PAGE
----
Tracking Scottish Rail Performance
This project is my first 100 Days of Code project.
It is designed to (and mostly does) the following:
- spot the publication of 4-weekly PDF performance reports (it still doesn't - being run manually)
- download new ones,
- use the PDFTables API to convert to CSV,
- extract headline data, and 4 detailed measures for each Scottish Railway station,
- write all data to a SQLite database
- make that publicly available.
- You'll need [Beautiful Soup 4](https://www.crummy.com/software/BeautifulSoup/bs4/doc/#installing-beautiful-2. soup) installed
- You'll need an API Key from PdfTables
- Rather than write your own wrapper for the API, install this package
- Create a secrets.py file to put your API key in, and have a line in it as follows: pdftables_key = "xxxxxxxx"
##Progress so far##
- Given the starting URL, the scraper finds the link to the current performance report in PDF.
- The programme notes the file name (as it contains info on the year and period which we use later) and downloads a copy. Update as of scraperv1.4 - it now deals with shifting naming patterns which appeared in p10 of 2016-17.
- The programme invokes the PDFTables API, sending the PDF and gets returned a CSV file which is given the same file name but with the correct CSV suffix.
----
PROBLEM SET
1. Summarize the text on tracking Scottish rail performance in two sentences.
2. Write the next part of the text on tracking Scottish rail performance, continuing on from its last sentence.

Entries from a pointing dataset
----
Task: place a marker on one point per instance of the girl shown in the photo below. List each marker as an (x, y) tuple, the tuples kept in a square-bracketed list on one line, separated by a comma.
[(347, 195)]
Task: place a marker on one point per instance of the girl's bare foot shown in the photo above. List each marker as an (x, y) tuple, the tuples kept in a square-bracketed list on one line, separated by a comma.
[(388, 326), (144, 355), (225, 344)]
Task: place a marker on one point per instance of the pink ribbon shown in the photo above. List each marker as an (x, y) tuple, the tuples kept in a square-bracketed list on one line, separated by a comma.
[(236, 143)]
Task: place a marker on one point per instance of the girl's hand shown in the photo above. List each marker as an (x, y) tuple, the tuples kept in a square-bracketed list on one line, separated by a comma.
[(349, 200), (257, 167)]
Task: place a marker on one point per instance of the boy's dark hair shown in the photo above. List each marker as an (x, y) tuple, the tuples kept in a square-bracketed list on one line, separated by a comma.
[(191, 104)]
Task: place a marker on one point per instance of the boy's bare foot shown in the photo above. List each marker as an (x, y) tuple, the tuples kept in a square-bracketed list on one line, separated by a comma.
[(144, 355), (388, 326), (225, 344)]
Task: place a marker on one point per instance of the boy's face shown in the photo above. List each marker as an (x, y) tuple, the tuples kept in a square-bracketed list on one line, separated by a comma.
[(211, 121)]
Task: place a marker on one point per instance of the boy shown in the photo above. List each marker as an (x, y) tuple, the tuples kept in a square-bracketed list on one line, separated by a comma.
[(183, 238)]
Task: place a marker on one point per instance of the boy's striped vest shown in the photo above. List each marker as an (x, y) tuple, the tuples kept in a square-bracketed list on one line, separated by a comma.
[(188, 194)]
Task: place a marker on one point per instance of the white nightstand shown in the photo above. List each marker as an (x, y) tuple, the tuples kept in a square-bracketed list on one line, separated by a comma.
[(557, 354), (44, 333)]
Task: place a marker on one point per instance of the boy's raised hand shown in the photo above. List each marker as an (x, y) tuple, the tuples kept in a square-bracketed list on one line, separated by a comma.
----
EXPECTED OUTPUTS
1. The Scottish rail performance project, the author's first 100 Days of Code project, is meant to spot and download the 4-weekly PDF performance reports, convert them to CSV with the PDFTables API, extract headline data and four detailed measures for each Scottish railway station, write everything to a SQLite database and make it publicly available, though spotting new reports is still done manually. So far the scraper finds the current PDF report from a starting URL, notes its file name for the year and period and downloads it, then sends it to the PDFTables API and gets back a CSV file with the same name.

2.
- We then parse the CSV, locating the necessary bits of data, writes these to nested lists, which it the sorts alphabetically by station before writing these to a plain text file as CSV. This is useful for those who cannot use the SQLite database.
- It stores the data in three linked tables in a SQLite database
- I've moved the code which creates or drops the tables if they exist to a function, created a call to the function in the main programme body, so that it can easily be commented out to avoid deleting existing data.
- I've now recoded the main extraction process to work on tables with an extra blank column which appeared in P9 and P10 or 2016-17.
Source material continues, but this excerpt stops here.